# Task requirements:
(a) Please retype the passage of the forum thread on emailing photos from an iPhone between "# sending pics" and "Pamela (Apr 21, 2010)", inclusive.
(b) Extend the forum thread on emailing photos from an iPhone, picking up right after its final line.
═════ Text passage
# sending pics via email on iphone 4s



## big_bubba_B (Apr 25, 2010)

i feal dumb buit i cant figure out how you send pictures on the iphone 4s through the email is there an app i nead or it just doesnt do that anyone know ????


----------



## Pamela (Apr 21, 2010)

When you are looking at the photo (either in the photo app or the camera app) tap the screen so that you see some arrows, little garbage can, etc at the bottom. The icon on the left side looks like a little box with an arrow coming out of it. Press that. It will give you a list of options, the top one is e-mail photo.

Oops, just noticed your phone is 4s, mine is just a 4 so it might not be exactly the same, should be pretty close though.


----------



## effox (Apr 21, 2010)

I think my 3gs is the same, I never bothered trying to email photos though but I believe Pamela is right.

Cheers,
Chris


----------



## Victor (Apr 21, 2010)

Pamela said:


> When you are looking at the photo (either in the photo app or the camera app) tap the screen so that you see some arrows, little garbage can, etc at the bottom. The icon on the left side looks like a little box with an arrow coming out of it. Press that. It will give you a list of options, the top one is e-mail photo.
> 
> Oops, just noticed your phone is 4s, mine is just a 4 so it might not be exactly the same, should be pretty close though.


Yup, that's exactly what you do OR you can hold the picture with your finger and copy it and then paste it when you are in your email screen


----------



## big_bubba_B (Apr 25, 2010)
══════════
═════ Supplied information
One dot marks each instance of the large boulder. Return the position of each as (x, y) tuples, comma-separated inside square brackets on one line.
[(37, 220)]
══════════
# Expected results:
(a)
# sending pics via email on iphone 4s



## big_bubba_B (Apr 25, 2010)

i feal dumb buit i cant figure out how you send pictures on the iphone 4s through the email is there an app i nead or it just doesnt do that anyone know ????


----------



## Pamela (Apr 21, 2010)

(b)
thank you i got it figured out . and i tried sending pics over instent messenger but alot of people say they cant open it up and i cant get photos over messanger from people either


----------



## Victor (Apr 21, 2010)

big_bubba_B said:


> thank you i got it figured out . and i tried sending pics over instent messenger but alot of people say they cant open it up and i cant get photos over messanger from people either


I just noticed you were a Bruins fan, I can't believe I helped you! hahah i'm just kidding


----------



## big_bubba_B (Apr 25, 2010)

Victor said:


> I just noticed you were a Bruins fan, I can't believe I helped you! hahah i'm just kidding


hey its ok to help the best but this year either team isnt doing so good were on the bottom and van is 4 up from the bottom


----------



## Raf (Nov 6, 2010)

you think Apple would put an attachment icon in Mail with their newest software update......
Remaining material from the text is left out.